* [Task prompt]:
Quote each of the following lines word for word, from the first to the last.

======== Provided material ========

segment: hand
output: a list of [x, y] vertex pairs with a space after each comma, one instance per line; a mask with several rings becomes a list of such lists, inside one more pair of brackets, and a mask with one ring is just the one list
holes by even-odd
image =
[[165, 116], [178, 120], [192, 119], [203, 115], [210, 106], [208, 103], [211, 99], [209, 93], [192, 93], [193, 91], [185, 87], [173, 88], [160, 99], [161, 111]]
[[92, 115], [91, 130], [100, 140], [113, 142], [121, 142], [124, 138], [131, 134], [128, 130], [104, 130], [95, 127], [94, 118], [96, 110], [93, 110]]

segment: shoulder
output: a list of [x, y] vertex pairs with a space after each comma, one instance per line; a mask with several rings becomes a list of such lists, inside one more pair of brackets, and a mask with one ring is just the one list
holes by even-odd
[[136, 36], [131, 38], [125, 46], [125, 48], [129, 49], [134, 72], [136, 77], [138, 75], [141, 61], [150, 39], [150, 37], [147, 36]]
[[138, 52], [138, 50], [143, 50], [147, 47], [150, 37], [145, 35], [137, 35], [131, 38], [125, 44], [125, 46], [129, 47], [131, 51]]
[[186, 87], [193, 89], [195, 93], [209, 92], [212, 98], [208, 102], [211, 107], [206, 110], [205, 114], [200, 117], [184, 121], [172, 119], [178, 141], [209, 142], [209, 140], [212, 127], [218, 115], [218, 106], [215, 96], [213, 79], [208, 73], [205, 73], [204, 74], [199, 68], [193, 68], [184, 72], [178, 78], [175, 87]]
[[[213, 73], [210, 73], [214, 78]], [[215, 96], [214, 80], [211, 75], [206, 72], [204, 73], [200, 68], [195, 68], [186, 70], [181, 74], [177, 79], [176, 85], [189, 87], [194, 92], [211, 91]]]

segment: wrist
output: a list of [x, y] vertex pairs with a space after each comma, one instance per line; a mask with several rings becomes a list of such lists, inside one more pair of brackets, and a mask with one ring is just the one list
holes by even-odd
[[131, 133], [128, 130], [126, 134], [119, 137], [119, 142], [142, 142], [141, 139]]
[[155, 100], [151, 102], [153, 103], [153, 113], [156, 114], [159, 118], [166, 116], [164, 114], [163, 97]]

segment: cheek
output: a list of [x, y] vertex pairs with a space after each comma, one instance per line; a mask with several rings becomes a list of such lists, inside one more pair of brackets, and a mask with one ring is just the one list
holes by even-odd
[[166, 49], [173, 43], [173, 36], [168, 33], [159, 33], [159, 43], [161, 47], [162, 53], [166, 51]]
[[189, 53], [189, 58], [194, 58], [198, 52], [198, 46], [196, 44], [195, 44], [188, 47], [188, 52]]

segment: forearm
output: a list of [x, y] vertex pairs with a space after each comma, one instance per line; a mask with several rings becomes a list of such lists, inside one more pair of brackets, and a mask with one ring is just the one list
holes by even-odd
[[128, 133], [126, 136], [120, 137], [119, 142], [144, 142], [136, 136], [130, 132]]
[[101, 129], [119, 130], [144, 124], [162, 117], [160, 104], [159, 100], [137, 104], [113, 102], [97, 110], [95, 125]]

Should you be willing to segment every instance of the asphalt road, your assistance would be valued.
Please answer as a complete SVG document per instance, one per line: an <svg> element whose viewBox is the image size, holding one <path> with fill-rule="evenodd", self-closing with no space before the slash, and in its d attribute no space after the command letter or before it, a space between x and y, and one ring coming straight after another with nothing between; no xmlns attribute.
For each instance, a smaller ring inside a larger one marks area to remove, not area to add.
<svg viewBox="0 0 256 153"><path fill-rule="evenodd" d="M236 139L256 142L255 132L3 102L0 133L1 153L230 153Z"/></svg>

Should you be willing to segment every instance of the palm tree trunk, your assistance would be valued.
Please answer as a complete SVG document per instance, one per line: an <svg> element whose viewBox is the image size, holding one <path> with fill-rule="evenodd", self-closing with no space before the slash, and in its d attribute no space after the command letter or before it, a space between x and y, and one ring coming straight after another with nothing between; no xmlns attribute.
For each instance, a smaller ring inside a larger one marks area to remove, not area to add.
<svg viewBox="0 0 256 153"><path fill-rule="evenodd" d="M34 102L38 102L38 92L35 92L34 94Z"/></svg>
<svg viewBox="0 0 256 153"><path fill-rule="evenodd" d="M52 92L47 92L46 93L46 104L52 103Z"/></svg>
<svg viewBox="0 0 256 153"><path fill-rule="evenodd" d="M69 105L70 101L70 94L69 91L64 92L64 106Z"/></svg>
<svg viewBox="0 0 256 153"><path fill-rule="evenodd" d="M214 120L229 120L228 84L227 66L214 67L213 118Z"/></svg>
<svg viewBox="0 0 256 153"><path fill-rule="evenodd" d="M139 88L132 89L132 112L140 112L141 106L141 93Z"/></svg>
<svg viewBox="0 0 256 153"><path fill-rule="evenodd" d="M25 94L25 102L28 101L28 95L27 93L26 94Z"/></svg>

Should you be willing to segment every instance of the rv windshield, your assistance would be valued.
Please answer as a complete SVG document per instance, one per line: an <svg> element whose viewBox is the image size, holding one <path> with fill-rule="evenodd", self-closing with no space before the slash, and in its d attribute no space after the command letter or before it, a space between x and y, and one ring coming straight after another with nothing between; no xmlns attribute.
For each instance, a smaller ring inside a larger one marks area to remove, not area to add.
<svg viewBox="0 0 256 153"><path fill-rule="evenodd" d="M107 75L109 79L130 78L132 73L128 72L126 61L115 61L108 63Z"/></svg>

========

* [Solution for this problem]:
segment: hand
output: a list of [x, y] vertex pairs with a space after each comma, one instance per line; a mask with several rings becomes a list of such lists, inside one more pair of brackets, and a mask with one ring is just the one list
holes by even-odd
image =
[[165, 116], [178, 120], [192, 119], [203, 115], [210, 106], [208, 103], [211, 99], [209, 93], [192, 93], [193, 91], [185, 87], [173, 88], [160, 99], [161, 111]]
[[92, 115], [91, 130], [100, 140], [113, 142], [121, 142], [124, 138], [131, 134], [128, 130], [104, 130], [95, 127], [94, 118], [96, 110], [93, 110]]

segment: shoulder
output: a list of [x, y] vertex pairs with a space after each comma, one instance per line; a mask with several rings becomes a list of such lists, inside one more pair of brackets, and a mask with one ring is just the one list
holes by even-odd
[[136, 36], [131, 38], [125, 46], [125, 48], [129, 49], [134, 72], [136, 77], [138, 75], [141, 61], [150, 39], [150, 37], [147, 36]]
[[138, 52], [138, 50], [143, 50], [147, 47], [150, 37], [145, 35], [137, 35], [131, 38], [125, 44], [125, 46], [129, 47], [131, 51]]
[[186, 87], [193, 89], [195, 93], [209, 92], [212, 98], [208, 102], [211, 107], [206, 110], [205, 114], [200, 117], [184, 121], [172, 119], [178, 141], [209, 142], [209, 140], [212, 127], [218, 115], [218, 106], [215, 96], [213, 79], [208, 73], [205, 73], [204, 74], [199, 68], [193, 68], [184, 72], [178, 78], [175, 87]]
[[[213, 73], [210, 73], [214, 78]], [[215, 96], [214, 80], [211, 75], [206, 72], [204, 73], [200, 68], [195, 68], [186, 70], [181, 74], [177, 79], [176, 85], [189, 87], [194, 92], [211, 91]]]

segment: wrist
output: a list of [x, y] vertex pairs with a space after each comma, one instance per line; a mask with several rings becomes a list of such lists, inside one more pair of brackets, and a mask with one ring is just the one list
holes by even-odd
[[131, 133], [128, 130], [126, 134], [119, 137], [119, 142], [142, 142], [141, 139]]
[[155, 100], [151, 102], [153, 103], [153, 113], [156, 114], [159, 118], [166, 116], [164, 114], [163, 97]]

segment: cheek
output: a list of [x, y] vertex pairs with a space after each comma, one instance per line; a mask with several rings becomes a list of such lists, inside one more pair of brackets, and a mask with one ring is just the one list
holes by even-odd
[[166, 49], [173, 43], [173, 36], [168, 33], [159, 33], [159, 43], [161, 47], [162, 53], [166, 51]]
[[189, 53], [189, 58], [194, 58], [198, 52], [198, 46], [196, 44], [195, 44], [188, 47], [188, 52]]

segment: forearm
output: a list of [x, y] vertex pairs with a space after each comma, one instance per line; a mask with several rings becomes a list of such lists, inside one more pair of brackets, and a mask with one ring is just the one list
holes by even-odd
[[128, 133], [126, 136], [120, 137], [119, 142], [144, 142], [136, 136], [130, 132]]
[[101, 129], [119, 130], [144, 124], [162, 117], [160, 104], [159, 100], [137, 104], [113, 102], [97, 110], [95, 125]]

Should you be willing to segment every instance of the asphalt road, your assistance would be valued.
Please answer as a complete SVG document per instance, one per line: an <svg> element whose viewBox is the image size, holding one <path> with fill-rule="evenodd", self-closing with no space before the slash, and in its d attribute no space after the command letter or before it, a space between x and y, and one ring coming straight after another with nothing between; no xmlns attribute.
For each instance, a smaller ring inside a larger one marks area to remove, not area to add.
<svg viewBox="0 0 256 153"><path fill-rule="evenodd" d="M236 139L256 142L255 132L3 102L0 133L1 153L230 153Z"/></svg>

Should you be willing to segment every instance of the palm tree trunk, your assistance would be valued.
Please answer as a complete SVG document per instance, one per line: an <svg> element whose viewBox is the image size, holding one <path> with fill-rule="evenodd", self-closing with no space before the slash, and in its d attribute no space after the command letter or before it, a space between x and y, and one ring coming straight after another with nothing between; no xmlns attribute.
For each instance, a smaller ring inside a larger one marks area to remove, not area to add.
<svg viewBox="0 0 256 153"><path fill-rule="evenodd" d="M34 102L38 102L38 92L35 92L34 94Z"/></svg>
<svg viewBox="0 0 256 153"><path fill-rule="evenodd" d="M52 92L47 92L46 93L46 104L52 103Z"/></svg>
<svg viewBox="0 0 256 153"><path fill-rule="evenodd" d="M69 105L70 101L70 94L69 91L64 92L64 106Z"/></svg>
<svg viewBox="0 0 256 153"><path fill-rule="evenodd" d="M214 120L229 120L228 84L227 66L214 67L213 118Z"/></svg>
<svg viewBox="0 0 256 153"><path fill-rule="evenodd" d="M139 88L132 89L132 112L140 112L141 106L141 93Z"/></svg>
<svg viewBox="0 0 256 153"><path fill-rule="evenodd" d="M25 94L25 102L28 101L28 95L27 93L26 94Z"/></svg>

Should you be willing to segment every instance of the rv windshield, your assistance would be valued.
Please answer as a complete SVG document per instance, one per line: an <svg> element whose viewBox is the image size, holding one <path> with fill-rule="evenodd", self-closing with no space before the slash, and in its d attribute no space after the command letter or before it, a space between x and y, and one ring coming straight after another with nothing between; no xmlns attribute.
For each instance, a smaller ring inside a larger one marks area to remove, not area to add.
<svg viewBox="0 0 256 153"><path fill-rule="evenodd" d="M107 75L109 79L130 78L132 73L128 72L126 61L115 61L108 63Z"/></svg>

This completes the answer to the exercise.